> [Your objective]:
An exact, complete copy of the entries that follow is needed.
-------
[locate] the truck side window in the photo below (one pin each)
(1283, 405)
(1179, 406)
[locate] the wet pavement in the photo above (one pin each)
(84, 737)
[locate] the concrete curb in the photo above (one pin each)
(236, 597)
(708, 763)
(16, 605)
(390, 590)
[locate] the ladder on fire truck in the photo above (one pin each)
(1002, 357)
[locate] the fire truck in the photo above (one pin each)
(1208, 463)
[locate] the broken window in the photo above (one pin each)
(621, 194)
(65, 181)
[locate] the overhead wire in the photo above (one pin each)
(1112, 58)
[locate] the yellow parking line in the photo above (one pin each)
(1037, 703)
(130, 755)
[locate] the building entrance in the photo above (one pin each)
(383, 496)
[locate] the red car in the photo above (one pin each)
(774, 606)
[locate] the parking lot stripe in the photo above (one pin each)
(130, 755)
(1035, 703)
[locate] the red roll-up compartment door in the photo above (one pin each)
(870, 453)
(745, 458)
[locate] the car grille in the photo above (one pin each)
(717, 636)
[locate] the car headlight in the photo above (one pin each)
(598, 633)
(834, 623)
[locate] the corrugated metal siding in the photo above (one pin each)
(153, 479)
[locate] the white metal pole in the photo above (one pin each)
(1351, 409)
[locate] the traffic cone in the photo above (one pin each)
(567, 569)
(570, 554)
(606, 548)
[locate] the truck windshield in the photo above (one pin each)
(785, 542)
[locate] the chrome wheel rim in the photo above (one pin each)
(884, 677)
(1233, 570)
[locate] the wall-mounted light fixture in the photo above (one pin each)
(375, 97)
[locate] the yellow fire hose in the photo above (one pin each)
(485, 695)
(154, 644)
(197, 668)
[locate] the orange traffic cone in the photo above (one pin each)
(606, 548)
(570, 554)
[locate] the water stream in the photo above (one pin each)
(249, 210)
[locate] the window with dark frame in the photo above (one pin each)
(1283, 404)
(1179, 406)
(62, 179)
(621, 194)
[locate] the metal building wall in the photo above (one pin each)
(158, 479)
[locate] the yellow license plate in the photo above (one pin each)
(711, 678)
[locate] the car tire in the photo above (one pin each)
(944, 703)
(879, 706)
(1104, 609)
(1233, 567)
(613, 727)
-------
> [Written answer]:
[locate] the truck side window in the photo below (one pin each)
(1283, 405)
(1179, 406)
[locate] the wet pavement in the photo above (one pin each)
(84, 737)
[locate] the concrete curb in the photo above (one pin each)
(236, 597)
(708, 763)
(16, 605)
(390, 590)
[locate] the ladder on fire truck in the photo above (one pin each)
(1002, 357)
[locate] the fire truck in the photo above (one pin each)
(1208, 463)
[locate] the broken window in the photo above (one pin each)
(621, 194)
(65, 181)
[locate] the overhead wire in the photo above (one pin each)
(1112, 58)
[locate] the yellow parking line in the photo above (one pin each)
(1037, 703)
(130, 755)
[locate] the building entrance in the photo above (one pin each)
(383, 496)
[locate] the red car in the photo above (one pin each)
(774, 606)
[locate] the parking lot stripe in the photo above (one pin each)
(130, 755)
(1035, 703)
[locate] the red roll-up compartment door in the photo above (one pin each)
(870, 453)
(745, 458)
[locate] the car grille in the photo above (one pin each)
(717, 636)
[locate] the car headlight in the photo above (one pin each)
(598, 633)
(834, 623)
[locate] the corrugated metal siding in the photo above (one pin each)
(153, 479)
[locate] the white metal pole in the photo above (one pin each)
(1351, 409)
[locate] the traffic cone in the photo above (one pin each)
(567, 569)
(570, 554)
(606, 548)
[locate] the truck windshield in the photo above (one pin each)
(785, 542)
[locate] the chrome wheel rim in the photo above (one pin each)
(884, 677)
(1233, 570)
[locate] the wall-mounted light fixture in the photo above (one pin each)
(375, 97)
[locate] the yellow fire hose in the photo above (one pin each)
(485, 695)
(154, 644)
(197, 668)
[locate] the orange traffic cone in the photo above (one pin each)
(606, 548)
(570, 554)
[locate] the water stream in the photo above (one pin each)
(249, 210)
[locate] the window with dark frame in the photo above (one pin each)
(1283, 404)
(1179, 406)
(62, 179)
(621, 194)
[locate] the metal building wall in the photo above (one pin each)
(158, 479)
[locate] the yellow license plate in the photo above (one pin each)
(711, 678)
[locate] the car tire in the photo above (one pin each)
(944, 703)
(879, 706)
(1104, 609)
(1233, 567)
(613, 727)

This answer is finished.